Texte à lire

Trump s’annonce comme un président bizarre. Il nous a
gratifiés d’un discours d’investiture mélangeant des tonalités quasi
libertariennes, où il s’adresse directement au peuple pour lui promettre de lui
rendre le pouvoir, et en même temps d’une approche très protectionniste de la
politique économique. Son « America First » est ainsi très ambigu, à
la fois économique et géopolitique, inquiétant et prometteur à la fois.
Prometteur sous l’angle géopolitique, il faut du moins oser
l’espérer. Parce si les Etats-Unis pouvaient, comme Trump l’a laissé entendre,
se retirer même en partie de leur gigantesque effort de guerre et d’occupation
dans le monde, tout le monde y gagnerait grandement. Leurs dépenses étatiques seraient
réduites d’autant, ce qui enrichirait en proportion les citoyens américains qui
pourraient nous acheter plus de produits ou services. La confiance remplacerait
peu à peu la défiance internationale dont les Etats-Unis sont souvent l’objet,
ce qui donnerait une chance de paix.
Beaucoup voient dans les discours dits isolationnistes,
telle la position de Ron Paul, une attitude de faiblesse n’allant pas dans le
sens de l’éradication de la menace terroriste. Je suis convaincu que c’est au
contraire en tenant une attitude ferme, intraitable, mais pacifique et sans ingérence
que la menace sera vaincue. Pour donner des leçons de paix, il faut commencer
par la pratiquer soi-même.
Mais cet America First est par contre inquiétant sous l’angle
économique. Que 170 ans après les textes de Frédéric Bastiat on en soit encore
à penser que le protectionnisme est une option pour l’enrichissement durable et
juste d’un pays nous en dit long sur l’intoxication intellectuelle généralisée
dont nos pays occidentaux ont fait preuve pendant toutes ses années. Car il
faut le confirmer au lecteur dubitatif, le protectionnisme, cela ne fonctionne
pas, c’est une certitude.

Consigne
Pourriez-vous poursuivre le texte ci-dessus sur l'« America First » de Trump à la suite de sa dernière phrase ?

(Entrées d'identification de lieux)
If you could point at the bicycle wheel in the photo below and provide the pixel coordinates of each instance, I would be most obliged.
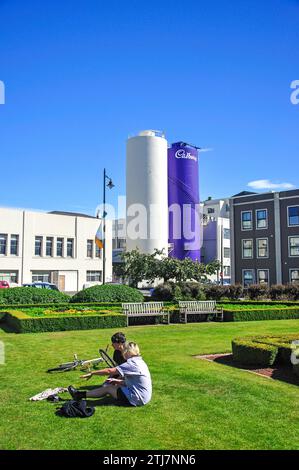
(64, 367)
(109, 361)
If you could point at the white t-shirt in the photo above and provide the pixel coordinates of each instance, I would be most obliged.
(138, 382)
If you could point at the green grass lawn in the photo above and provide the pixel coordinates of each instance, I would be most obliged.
(195, 405)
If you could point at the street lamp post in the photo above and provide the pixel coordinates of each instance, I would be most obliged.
(110, 185)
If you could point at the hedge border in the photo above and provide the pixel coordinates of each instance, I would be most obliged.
(263, 350)
(289, 313)
(18, 322)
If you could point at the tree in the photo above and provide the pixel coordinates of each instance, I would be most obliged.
(138, 267)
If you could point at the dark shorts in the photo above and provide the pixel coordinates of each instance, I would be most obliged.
(121, 398)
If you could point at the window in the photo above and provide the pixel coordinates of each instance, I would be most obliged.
(226, 233)
(38, 246)
(70, 248)
(40, 276)
(93, 276)
(14, 245)
(9, 276)
(3, 243)
(261, 218)
(89, 248)
(262, 248)
(226, 270)
(98, 252)
(293, 216)
(246, 218)
(248, 277)
(59, 247)
(293, 246)
(247, 248)
(294, 275)
(49, 246)
(263, 276)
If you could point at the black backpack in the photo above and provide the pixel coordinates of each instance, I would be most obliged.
(75, 409)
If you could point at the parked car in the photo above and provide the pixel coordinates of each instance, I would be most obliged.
(42, 285)
(4, 285)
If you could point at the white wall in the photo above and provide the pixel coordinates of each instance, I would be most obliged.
(28, 224)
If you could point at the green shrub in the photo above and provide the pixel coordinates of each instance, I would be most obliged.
(19, 322)
(248, 352)
(108, 293)
(31, 295)
(172, 291)
(263, 350)
(277, 292)
(257, 291)
(255, 314)
(235, 291)
(216, 292)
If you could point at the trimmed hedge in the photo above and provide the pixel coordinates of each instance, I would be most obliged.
(19, 322)
(108, 293)
(248, 352)
(263, 351)
(31, 295)
(288, 313)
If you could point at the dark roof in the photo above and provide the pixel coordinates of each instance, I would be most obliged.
(73, 214)
(244, 193)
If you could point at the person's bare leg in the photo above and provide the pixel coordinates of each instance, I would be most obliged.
(103, 391)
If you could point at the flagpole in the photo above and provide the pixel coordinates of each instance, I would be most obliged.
(104, 227)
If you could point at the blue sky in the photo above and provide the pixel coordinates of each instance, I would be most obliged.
(81, 76)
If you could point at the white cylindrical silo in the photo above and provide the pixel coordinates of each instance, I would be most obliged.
(147, 195)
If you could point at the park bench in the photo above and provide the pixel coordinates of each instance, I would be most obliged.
(144, 309)
(199, 307)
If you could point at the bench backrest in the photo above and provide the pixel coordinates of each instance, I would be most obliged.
(142, 308)
(197, 305)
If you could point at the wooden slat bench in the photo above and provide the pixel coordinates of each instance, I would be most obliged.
(144, 309)
(199, 307)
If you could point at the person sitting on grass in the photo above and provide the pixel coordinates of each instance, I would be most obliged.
(118, 341)
(133, 388)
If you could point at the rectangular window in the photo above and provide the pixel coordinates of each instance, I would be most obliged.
(246, 220)
(9, 276)
(226, 233)
(98, 251)
(248, 277)
(263, 276)
(93, 276)
(226, 270)
(261, 218)
(262, 248)
(89, 249)
(247, 248)
(3, 244)
(293, 216)
(49, 246)
(38, 246)
(294, 276)
(293, 246)
(59, 247)
(70, 247)
(14, 245)
(40, 276)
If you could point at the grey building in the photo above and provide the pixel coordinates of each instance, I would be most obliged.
(265, 237)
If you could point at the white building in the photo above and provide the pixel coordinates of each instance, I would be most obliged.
(216, 236)
(55, 247)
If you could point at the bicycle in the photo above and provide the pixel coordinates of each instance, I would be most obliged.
(85, 364)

Réponse proposée
Si un roquefort est taxé à son entrée du pays, qui est
pénalisé ? Le producteur ? Non, puisque par hypothèse, il aura reçu
une commande au prix demandé et payé. Par contre, le consommateur a soudain à
débourser une somme supérieure pour le même produit. Les petits malins diront
que de ce fait, le consommateur se tournera donc probablement vers un roquefort
local, moins cher et moins taxé, ce qui est l’effet recherché. Sauf que si le
consommateur préférait le roquefort étranger, moins cher ou de meilleure
qualité, le contraindre à acheter local, c’est l’appauvrir en monnaie ou en
plaisir. En économie, il y a toujours ce qu’on voit et ce qu’on ne voit pas,
merci Bastiat.
Le projet de Trump est donc une certitude d’appauvrissement s’il
est largement mis en œuvre. Espérons que les Rand Paul et autres libertariens
au fait de la théorie économique arriveront à lui faire toucher du doigt que l’isolationnisme
militaire ne doit pas forcément se traduire par l’isolationnisme économique.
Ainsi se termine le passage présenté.